(What is needed)
Please show every line of the material below that contains the word "elongated", copying each line in full.

══════════

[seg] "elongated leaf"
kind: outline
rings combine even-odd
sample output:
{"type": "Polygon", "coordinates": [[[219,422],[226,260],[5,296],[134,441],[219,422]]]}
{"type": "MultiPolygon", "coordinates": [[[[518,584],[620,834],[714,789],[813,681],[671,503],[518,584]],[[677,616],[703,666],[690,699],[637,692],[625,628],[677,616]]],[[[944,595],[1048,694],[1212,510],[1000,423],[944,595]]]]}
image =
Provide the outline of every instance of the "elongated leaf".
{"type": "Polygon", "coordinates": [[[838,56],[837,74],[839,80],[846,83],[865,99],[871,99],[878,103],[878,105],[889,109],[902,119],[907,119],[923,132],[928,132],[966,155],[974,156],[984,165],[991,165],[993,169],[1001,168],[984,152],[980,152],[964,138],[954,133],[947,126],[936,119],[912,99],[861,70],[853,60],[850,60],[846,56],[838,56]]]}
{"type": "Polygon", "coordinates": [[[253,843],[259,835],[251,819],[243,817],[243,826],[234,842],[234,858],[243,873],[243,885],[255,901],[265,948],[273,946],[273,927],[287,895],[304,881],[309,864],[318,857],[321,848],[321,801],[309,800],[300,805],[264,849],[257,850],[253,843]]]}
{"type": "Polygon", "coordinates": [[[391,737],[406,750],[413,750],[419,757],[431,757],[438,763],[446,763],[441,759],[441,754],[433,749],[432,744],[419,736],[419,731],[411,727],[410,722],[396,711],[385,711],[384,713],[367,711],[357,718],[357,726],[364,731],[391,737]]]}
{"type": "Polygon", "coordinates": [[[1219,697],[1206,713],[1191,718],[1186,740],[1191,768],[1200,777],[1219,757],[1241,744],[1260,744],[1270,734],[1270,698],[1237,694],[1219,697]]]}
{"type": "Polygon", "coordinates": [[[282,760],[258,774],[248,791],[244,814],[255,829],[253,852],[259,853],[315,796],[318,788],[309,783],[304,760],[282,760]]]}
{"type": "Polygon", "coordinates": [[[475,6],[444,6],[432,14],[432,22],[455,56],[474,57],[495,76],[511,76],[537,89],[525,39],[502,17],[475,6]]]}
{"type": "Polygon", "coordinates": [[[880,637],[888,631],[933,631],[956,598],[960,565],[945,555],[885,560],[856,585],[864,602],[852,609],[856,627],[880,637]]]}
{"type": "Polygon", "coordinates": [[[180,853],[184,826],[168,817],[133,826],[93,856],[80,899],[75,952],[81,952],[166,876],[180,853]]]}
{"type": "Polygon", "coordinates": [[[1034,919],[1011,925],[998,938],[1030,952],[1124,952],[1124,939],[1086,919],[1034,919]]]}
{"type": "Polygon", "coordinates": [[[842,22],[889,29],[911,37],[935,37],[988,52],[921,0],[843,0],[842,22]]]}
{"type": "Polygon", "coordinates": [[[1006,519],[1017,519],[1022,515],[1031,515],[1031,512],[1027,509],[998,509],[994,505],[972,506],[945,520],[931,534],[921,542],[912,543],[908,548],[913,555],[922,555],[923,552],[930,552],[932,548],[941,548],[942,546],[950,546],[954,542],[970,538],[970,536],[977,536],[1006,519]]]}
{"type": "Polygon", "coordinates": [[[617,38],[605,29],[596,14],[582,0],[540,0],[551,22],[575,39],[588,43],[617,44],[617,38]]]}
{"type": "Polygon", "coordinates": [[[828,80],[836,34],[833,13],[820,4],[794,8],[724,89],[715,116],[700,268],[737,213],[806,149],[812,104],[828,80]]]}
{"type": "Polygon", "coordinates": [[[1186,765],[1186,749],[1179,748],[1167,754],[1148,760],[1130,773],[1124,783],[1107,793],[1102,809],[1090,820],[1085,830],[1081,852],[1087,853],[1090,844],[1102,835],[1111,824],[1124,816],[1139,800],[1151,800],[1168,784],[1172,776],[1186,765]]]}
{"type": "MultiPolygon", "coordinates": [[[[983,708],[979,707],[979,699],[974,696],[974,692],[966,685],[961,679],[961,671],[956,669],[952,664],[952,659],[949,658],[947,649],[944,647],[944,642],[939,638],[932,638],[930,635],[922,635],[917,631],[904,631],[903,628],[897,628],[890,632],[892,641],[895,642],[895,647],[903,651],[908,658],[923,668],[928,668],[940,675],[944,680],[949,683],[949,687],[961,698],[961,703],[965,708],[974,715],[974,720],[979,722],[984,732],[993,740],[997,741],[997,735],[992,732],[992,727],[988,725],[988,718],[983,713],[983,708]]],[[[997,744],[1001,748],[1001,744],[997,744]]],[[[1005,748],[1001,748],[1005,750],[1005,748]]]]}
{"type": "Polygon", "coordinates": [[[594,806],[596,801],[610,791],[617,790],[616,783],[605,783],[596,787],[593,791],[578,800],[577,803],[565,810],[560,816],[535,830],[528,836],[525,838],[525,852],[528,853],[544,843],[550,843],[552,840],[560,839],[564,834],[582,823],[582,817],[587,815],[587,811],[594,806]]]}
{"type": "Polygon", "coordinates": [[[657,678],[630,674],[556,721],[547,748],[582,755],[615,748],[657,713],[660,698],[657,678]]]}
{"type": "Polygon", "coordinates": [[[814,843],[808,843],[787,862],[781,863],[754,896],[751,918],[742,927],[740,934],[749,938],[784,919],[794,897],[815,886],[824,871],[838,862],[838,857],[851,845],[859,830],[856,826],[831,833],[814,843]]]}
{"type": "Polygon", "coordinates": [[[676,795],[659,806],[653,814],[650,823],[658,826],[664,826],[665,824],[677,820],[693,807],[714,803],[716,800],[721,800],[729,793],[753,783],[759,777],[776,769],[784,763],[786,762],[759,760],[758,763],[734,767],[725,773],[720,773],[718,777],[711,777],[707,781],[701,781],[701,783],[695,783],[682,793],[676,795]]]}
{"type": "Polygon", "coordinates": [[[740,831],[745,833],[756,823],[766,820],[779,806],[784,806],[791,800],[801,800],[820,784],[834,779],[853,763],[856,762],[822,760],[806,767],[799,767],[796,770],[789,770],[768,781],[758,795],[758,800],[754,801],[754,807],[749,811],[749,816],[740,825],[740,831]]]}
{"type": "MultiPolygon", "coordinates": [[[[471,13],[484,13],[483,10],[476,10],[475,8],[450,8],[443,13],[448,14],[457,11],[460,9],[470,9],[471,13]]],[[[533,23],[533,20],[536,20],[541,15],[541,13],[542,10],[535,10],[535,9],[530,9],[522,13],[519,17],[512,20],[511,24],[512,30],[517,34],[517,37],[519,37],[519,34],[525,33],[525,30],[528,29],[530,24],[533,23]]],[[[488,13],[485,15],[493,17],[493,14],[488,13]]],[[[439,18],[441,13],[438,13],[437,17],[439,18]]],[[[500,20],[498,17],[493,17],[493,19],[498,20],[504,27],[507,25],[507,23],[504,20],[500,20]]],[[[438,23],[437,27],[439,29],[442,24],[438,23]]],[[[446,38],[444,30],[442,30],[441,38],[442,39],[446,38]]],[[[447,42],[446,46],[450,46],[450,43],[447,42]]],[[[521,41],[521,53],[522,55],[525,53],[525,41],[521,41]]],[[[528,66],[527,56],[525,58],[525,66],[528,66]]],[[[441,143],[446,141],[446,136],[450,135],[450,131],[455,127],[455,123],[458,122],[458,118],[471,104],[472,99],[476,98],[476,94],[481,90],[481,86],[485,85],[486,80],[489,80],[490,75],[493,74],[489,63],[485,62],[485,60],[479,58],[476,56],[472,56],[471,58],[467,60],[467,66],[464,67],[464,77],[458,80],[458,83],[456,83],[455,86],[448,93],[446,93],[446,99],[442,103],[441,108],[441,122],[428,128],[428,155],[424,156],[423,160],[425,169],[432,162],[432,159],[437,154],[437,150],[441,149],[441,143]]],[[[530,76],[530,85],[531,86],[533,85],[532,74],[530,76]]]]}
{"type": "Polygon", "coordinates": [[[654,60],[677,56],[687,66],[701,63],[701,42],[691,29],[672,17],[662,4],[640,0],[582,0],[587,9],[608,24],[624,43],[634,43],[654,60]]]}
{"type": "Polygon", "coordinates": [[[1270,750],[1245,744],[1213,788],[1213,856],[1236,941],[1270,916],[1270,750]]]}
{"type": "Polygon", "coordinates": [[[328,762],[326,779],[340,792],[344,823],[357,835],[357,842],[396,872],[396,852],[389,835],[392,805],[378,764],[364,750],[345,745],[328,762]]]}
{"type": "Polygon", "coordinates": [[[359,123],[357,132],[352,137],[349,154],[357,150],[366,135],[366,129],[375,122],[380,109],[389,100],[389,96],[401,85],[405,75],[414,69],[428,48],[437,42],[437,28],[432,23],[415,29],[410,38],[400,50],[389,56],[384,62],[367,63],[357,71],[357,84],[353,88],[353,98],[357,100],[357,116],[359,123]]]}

══════════

(Exercise output)
[seg] "elongated leaf"
Provide the outline of every instance of the "elongated leaf".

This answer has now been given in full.